- Exercise goal:
Rewrite every line of the entries below as a JSON list of strings, with one string per line and the blank lines left out.

- Data excerpts:
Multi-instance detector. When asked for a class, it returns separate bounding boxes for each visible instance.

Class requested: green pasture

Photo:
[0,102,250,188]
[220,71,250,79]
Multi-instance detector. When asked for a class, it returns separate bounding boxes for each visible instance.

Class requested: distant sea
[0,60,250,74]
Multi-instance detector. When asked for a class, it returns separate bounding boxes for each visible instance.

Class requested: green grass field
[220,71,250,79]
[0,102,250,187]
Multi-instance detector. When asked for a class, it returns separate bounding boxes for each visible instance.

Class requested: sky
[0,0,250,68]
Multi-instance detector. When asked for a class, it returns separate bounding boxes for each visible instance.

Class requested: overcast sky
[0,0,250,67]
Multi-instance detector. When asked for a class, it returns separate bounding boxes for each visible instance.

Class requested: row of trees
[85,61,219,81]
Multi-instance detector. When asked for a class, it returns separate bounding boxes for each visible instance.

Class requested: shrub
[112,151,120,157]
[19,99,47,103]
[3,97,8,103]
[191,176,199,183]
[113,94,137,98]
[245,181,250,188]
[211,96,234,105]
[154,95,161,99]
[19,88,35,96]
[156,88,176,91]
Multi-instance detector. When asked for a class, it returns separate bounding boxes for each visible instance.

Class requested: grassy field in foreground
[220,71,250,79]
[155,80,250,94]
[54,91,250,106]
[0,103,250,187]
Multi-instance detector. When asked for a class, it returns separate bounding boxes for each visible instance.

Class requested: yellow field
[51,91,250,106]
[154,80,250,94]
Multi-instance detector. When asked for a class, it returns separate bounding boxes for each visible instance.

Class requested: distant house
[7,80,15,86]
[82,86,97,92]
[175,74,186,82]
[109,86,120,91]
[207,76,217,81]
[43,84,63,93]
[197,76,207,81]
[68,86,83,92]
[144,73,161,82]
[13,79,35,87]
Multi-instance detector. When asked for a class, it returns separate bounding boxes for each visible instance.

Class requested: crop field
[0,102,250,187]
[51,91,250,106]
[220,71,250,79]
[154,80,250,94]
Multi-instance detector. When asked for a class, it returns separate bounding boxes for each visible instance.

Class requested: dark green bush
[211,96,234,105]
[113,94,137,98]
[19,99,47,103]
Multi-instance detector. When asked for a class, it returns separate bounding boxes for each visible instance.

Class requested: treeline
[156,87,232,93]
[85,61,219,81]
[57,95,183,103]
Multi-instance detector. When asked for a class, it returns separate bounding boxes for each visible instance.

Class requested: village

- Worked answer:
[
  "Multi-instance detector. When asked for a class, it returns separate bounding boxes for each visible instance.",
  "Class requested: green pasture",
  "Photo:",
  "[0,102,250,188]",
  "[220,71,250,79]",
  "Multi-instance detector. When asked for a class, it returns separate bounding boxes for each visible instance.",
  "Class requested: distant sea",
  "[0,60,250,74]",
  "Multi-instance detector. When asked for a class, it returns separate bounding boxes for each visible instance.",
  "Class requested: green grass field",
  "[220,71,250,79]",
  "[0,102,250,187]",
  "Multi-instance detector. When asked for a class, it returns separate bounding boxes for each visible instance.",
  "Class requested: sky",
  "[0,0,250,68]",
  "Multi-instance detector. When asked for a class, it returns separate bounding boxes for each visible instance.",
  "Class requested: overcast sky",
  "[0,0,250,67]",
  "Multi-instance detector. When asked for a class, it returns separate bounding boxes for each visible instance.",
  "Class requested: row of trees",
  "[85,61,219,81]",
  "Multi-instance detector. When asked for a class, it returns separate bounding boxes for each visible instance.",
  "Class requested: shrub",
  "[112,151,120,157]",
  "[19,99,47,103]",
  "[3,97,8,103]",
  "[191,176,199,183]",
  "[113,94,137,98]",
  "[245,181,250,188]",
  "[211,96,234,105]",
  "[154,95,161,99]",
  "[19,88,35,96]",
  "[156,88,176,91]",
  "Multi-instance detector. When asked for a class, it returns separate bounding boxes for each visible instance.",
  "Class requested: grassy field in foreground",
  "[220,71,250,79]",
  "[155,80,250,94]",
  "[54,91,250,106]",
  "[0,103,250,187]",
  "Multi-instance detector. When asked for a class, it returns separate bounding boxes for each visible instance.",
  "Class requested: yellow field",
  "[51,91,250,106]",
  "[154,80,250,94]",
  "Multi-instance detector. When asked for a class, it returns separate bounding boxes for each visible instance.",
  "Class requested: distant house",
  "[7,80,15,86]",
  "[82,86,97,92]",
  "[175,74,186,82]",
  "[109,86,120,91]",
  "[207,76,217,81]",
  "[43,84,63,93]",
  "[197,76,207,81]",
  "[68,86,83,92]",
  "[144,73,161,82]",
  "[13,79,35,87]",
  "Multi-instance detector. When asked for a class, it returns separate bounding boxes for each visible instance.",
  "Class requested: crop field",
  "[0,102,250,187]",
  "[51,91,250,106]",
  "[220,71,250,79]",
  "[154,80,250,94]",
  "Multi-instance detector. When asked for a class, it returns separate bounding boxes for each visible instance.",
  "Class requested: dark green bush",
  "[211,96,234,105]",
  "[113,94,137,98]",
  "[19,99,47,103]",
  "Multi-instance detector. When asked for a class, it returns separate bounding boxes for each visible instance.",
  "Class requested: treeline",
  "[156,87,232,93]",
  "[85,61,219,81]",
  "[57,95,183,103]",
  "Multi-instance detector. When asked for a class, it returns separate bounding boxes for each visible instance.",
  "Class requested: village"
]